### EXTRACT
====================
Why mention this now? It is because I fear both of you fellows have steadily slid down the slippery slope into blatant partisanship. Bob, you have been editing the Journal’s page since January 1972, and I honestly believe your Republican partisanship never has been as evident as it is now, perhaps because you decided to challenge the legitimacy of the Clinton presidency from its earliest days. Howell, you’ve been editing the NYT editpage for less than 10 years, and perhaps because you find yourself reacting to the Journal’s partisanship, you have increasingly been addressing national or international problems to suit the Democratic party line.

What got me started on this memo, Howell, was your editorial Monday, “Protecting the Earth.” Of course you well know that I believe man-made global warming is a preposterous idea, but that is only because I’ve taken the trouble to take every new wrinkle the global warming crowd comes up with and have it easily demolished by scientists who are not in the business of trying to prove the case. The Times never has done that fundamental work. Your environmental editorial writers ONLY talk to climatologists who have a vested interest in the existence of man-made global warming. Your editorial yesterday, for example, begins with the news that “scientists spotted a patch of open ocean about a mile wide at the North Pole, where the ice is normally six to nine feet deep.” Hey, global warming! This is great for Al Gore! “Global warming, of course, is Mr. Gore’s signature issue, and he is likely to give it a kind of prominence that Mr. Clinton did not. He has already unveiled an ambitious and fairly detailed menu of subsidies and market incentives aimed at helping industry achieve dramatic reductions in greenhouse gases.”

With no attempt to test the argument that there is a patch of open ocean at the North Pole (in the summertime, by the way), your readers -- especially Vice President Gore -- are more firmly persuaded than ever that something must be done, even if it costs a zillion dollars. That is, unless they read the WSJournal yesterday, where atmospheric physicist S. Fred Singer pointed out that “No one from the National Ice Center in Suitland MD has been quoted in the press. Why? Because they would have told that it is normal to see open water in the Arctic Ocean.” Singer is no partisan, Howell, but a true scientist, emeritus professor of environmental sciences at the University of Virginia. He earlier served as the director of the U.S. Weather Satellite Service and as the chief scientist of the U.S. Department of Transportation. If you did not see it in the WSJ, you can read it at http://www.sepp.org/NewSEPP/polaricecap.htm.

For almost 20 years, since James Hansen of the Goddard Space Flight Center wrote a paper saying the earth was being warmed by carbon dioxide, Dr. Singer has been disputing Hansen’s basic scientific theory and his methodology. Now, Hansen concludes that Singer has probably been right. Guess what? Carbon dioxide -- which is not uniquely man-made -- is not the chief culprit after all. Hansen has found at the South Pole -- which hasn't melted yet -- teeny-tiny quantities of a uniquely man-made substance, SF5 CF3, which he claims is a zillion times worse as a greenhouse gas than is carbon dioxide from any source, natural or man-made. So in today's NYT, we see an op-ed by Gregg Easterbrook, a science writer who works for Al Gore's house organ, The New Republic, who makes the deft argument that Gore no longer has to shut down global economic growth with the Kyoto Treaty, because he can now go after "the easy greenhouse gases first," i.e., SF5 CF3. As Easterbrook puts it: "A Kyoto treaty that is fixated on reducing fossil fuel use may never be ratified, but one that goes after methane and SF5 CF3, seems eminently practical, politically."
====================
### DATA EXTRACT
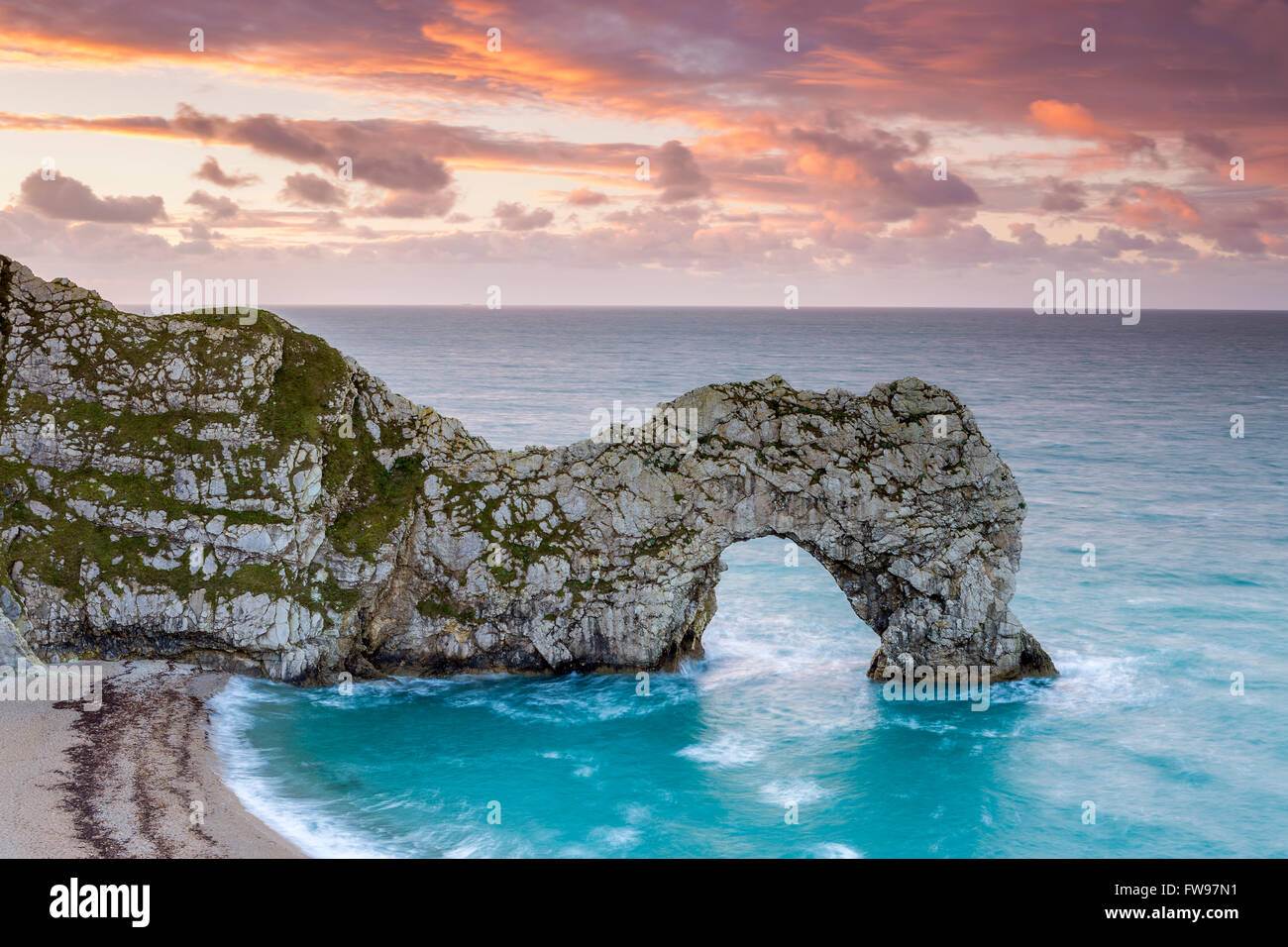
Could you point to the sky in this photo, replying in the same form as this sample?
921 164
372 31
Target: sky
====================
Please carry on the memo about the Times and Journal editorial pages, starting after its last sentence.

### WRITTEN RESPONSE
You must appreciate, Howell, that Hansen’s substitution of SF5 CF3 for carbon dioxide should end the nonsense about man-made warming. SF5 CF3 is the tiniest of figleafs which Hansen provides the Vice President by way of apology. What is this stuff and where did they find it? As best I can tell, researchers find a spot in the polar ice cap that contains several parts per million of the never-before-heard-of industrial chemical. They cranked up their computers and multiplied the several parts per million by the entire atmosphere and sure enough, there is a lot of it! Now, if Al Gore is prepared to shift his stance to fighting SF5 CF3, instead of CO2, I could even think of voting for him. Global warming is a deal-breaker for me. My point, Howell, is that you should have been slicing and dicing this issue all along, serving the interests of the nation, not the environmental wing of the Democratic Party. If you had, Gore would not have gotten so far out on the limb with his “signature issue.”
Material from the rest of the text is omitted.